● **Data for analysis**:
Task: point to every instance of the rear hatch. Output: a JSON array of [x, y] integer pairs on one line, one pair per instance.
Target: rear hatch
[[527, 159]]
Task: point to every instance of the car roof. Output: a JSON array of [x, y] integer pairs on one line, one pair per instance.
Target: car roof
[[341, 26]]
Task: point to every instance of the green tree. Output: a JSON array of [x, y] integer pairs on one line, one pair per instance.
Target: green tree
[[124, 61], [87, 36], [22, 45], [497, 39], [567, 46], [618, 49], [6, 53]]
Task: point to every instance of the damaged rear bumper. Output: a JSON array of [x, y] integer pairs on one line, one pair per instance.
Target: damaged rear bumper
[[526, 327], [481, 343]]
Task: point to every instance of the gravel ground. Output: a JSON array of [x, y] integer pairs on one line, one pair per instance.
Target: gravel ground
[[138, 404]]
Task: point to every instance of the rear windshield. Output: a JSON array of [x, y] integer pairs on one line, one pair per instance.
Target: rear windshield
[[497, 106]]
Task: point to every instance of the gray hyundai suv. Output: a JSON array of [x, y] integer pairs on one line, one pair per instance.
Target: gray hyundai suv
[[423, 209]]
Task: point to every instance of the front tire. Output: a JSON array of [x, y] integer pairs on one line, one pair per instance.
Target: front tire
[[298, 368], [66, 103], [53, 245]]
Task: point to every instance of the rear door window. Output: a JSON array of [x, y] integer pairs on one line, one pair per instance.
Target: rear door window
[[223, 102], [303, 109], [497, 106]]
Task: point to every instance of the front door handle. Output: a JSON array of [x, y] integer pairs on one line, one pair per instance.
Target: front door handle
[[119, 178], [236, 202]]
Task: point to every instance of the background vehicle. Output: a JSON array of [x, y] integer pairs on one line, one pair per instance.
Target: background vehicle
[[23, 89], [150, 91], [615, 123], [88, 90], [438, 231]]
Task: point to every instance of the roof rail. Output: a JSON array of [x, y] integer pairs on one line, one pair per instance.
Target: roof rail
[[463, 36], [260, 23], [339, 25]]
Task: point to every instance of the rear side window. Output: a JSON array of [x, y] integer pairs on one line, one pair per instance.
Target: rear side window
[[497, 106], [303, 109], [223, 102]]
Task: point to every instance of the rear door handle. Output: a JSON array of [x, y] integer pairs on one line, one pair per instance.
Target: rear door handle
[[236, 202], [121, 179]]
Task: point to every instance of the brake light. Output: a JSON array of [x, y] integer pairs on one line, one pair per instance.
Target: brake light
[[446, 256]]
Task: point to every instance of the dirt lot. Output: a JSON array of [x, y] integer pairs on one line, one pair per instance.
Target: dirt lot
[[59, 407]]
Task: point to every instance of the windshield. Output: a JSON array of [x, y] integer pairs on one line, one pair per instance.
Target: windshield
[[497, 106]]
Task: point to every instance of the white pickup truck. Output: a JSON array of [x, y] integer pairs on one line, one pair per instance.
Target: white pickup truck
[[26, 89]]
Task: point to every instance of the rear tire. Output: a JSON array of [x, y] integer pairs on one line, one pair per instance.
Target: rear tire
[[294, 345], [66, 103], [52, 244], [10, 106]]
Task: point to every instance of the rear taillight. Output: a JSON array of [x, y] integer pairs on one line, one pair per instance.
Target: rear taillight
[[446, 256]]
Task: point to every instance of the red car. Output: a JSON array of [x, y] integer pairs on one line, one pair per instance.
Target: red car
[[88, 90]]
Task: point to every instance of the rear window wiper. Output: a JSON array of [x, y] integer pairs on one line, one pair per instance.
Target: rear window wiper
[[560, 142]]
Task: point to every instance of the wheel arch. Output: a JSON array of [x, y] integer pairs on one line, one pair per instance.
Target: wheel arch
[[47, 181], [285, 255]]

● **What is needed**: The required answer is the complete data, repeated exactly.

● **Finished task**:
Task: point to every instance of the rear hatch. Output: a JSON array of [x, y] integer pairs on one line, one pair per instance.
Target: rear hatch
[[527, 159]]
Task: point to every instance of the car roof. Output: a JSON array of [x, y] integer pairs on one line, one pair per instance.
Target: car roof
[[341, 26]]
Task: point to every instance of the green tree. Output: a JSON array of [x, y] integer pairs on one line, one pair per instance.
Target: green tree
[[124, 61], [87, 36], [22, 45], [497, 39], [567, 46], [618, 49], [6, 53]]
Task: point to every instance of the damaged rear bumper. Output: a JSON array of [x, y] integer pairs on one line, one pair per instance.
Target: damaged rear bumper
[[526, 327], [481, 343]]
Task: point to every instance of the gravel ground. Output: a JSON array of [x, y] integer pairs on one line, one pair per instance.
Target: gravel ground
[[138, 404]]
Task: point to every instance of the rear windshield. Output: a JSON array of [x, y] integer pairs on one line, one pair per instance.
Target: rear windshield
[[497, 106]]
Task: point to every instance of the gray hyundai suv. Output: a JSON array of [x, y] integer pairs on one line, one pair per instance.
Target: gray hyundai suv
[[423, 209]]
Task: point to every instance of the front tire. Output: a JSON array of [x, y] integer pairs on one line, one pair per instance.
Target: front tire
[[298, 368], [66, 103], [53, 245]]
Task: point to every instance of the rear door window. Output: a JSON array of [x, y] integer pairs on one line, one pair per instance.
Target: rear door window
[[223, 102], [303, 109], [497, 106]]
Task: point to every instance of the front door handle. Output: a JSON array of [x, y] integer pairs on one line, one pair per instance.
Target: front door handle
[[119, 178], [236, 202]]
Task: point to every instance of the background vehicle. Output: a JSON array of [x, y] integer pairs on one line, one pair per instance.
Target: background vehicle
[[23, 89], [150, 91], [615, 123], [88, 90], [438, 231]]
Task: point to every instance of the roof rail. Output: a JSON array of [x, y] integer pairs on one line, one pair per instance.
Target: roof rail
[[463, 36], [260, 23], [339, 25]]
Task: point to every instance of the rear side window. Output: a JSON array of [x, y] integer pairs on one line, one pair per instance.
Target: rear side window
[[497, 106], [303, 109], [223, 102]]
Task: point to every instance of the rear door handle. Output: a JSON array of [x, y] integer pairs on one line, one pair per instance.
Target: rear door handle
[[236, 202], [121, 179]]
Task: point to every instance of the brake light. Output: a JSON array of [x, y] integer pairs on one line, one pair per instance.
Target: brake light
[[446, 256]]
Task: point to every instance of the dirt lot. Output: a JSON array of [x, y] integer pairs on one line, one pair per instance.
Target: dirt lot
[[59, 407]]
Task: point to every instance of the windshield. Output: a JSON array of [x, y] integer pairs on one line, one pair per instance.
Target: windshield
[[497, 106]]
Task: point to every instance of the white pickup truck. Output: a JSON array of [x, y] integer pairs on one line, one pair per instance.
Target: white pickup truck
[[26, 89]]
Task: point to every instance of the rear tire. Output: a JSON array of [x, y] integer pairs on one line, one pair per instance.
Target: rear tire
[[294, 345], [66, 103], [52, 244], [10, 106]]
Task: point to every instance of the rear taillight. Output: a JSON array of [x, y] integer pairs on one line, one pair per instance.
Target: rear taillight
[[446, 256]]
Task: point to every instance of the red car. Output: a JSON array of [x, y] integer pairs on one line, one pair per instance.
Target: red car
[[88, 90]]
Task: point to every instance of the rear window wiper. Output: a JSON array of [x, y] integer pairs on one line, one pair per instance.
Target: rear window wiper
[[560, 142]]
Task: point to every instance of the wheel arch. Output: a JSON array of [x, y] integer pairs on one line, one pair per instance.
Target: wheel arch
[[47, 181], [285, 255]]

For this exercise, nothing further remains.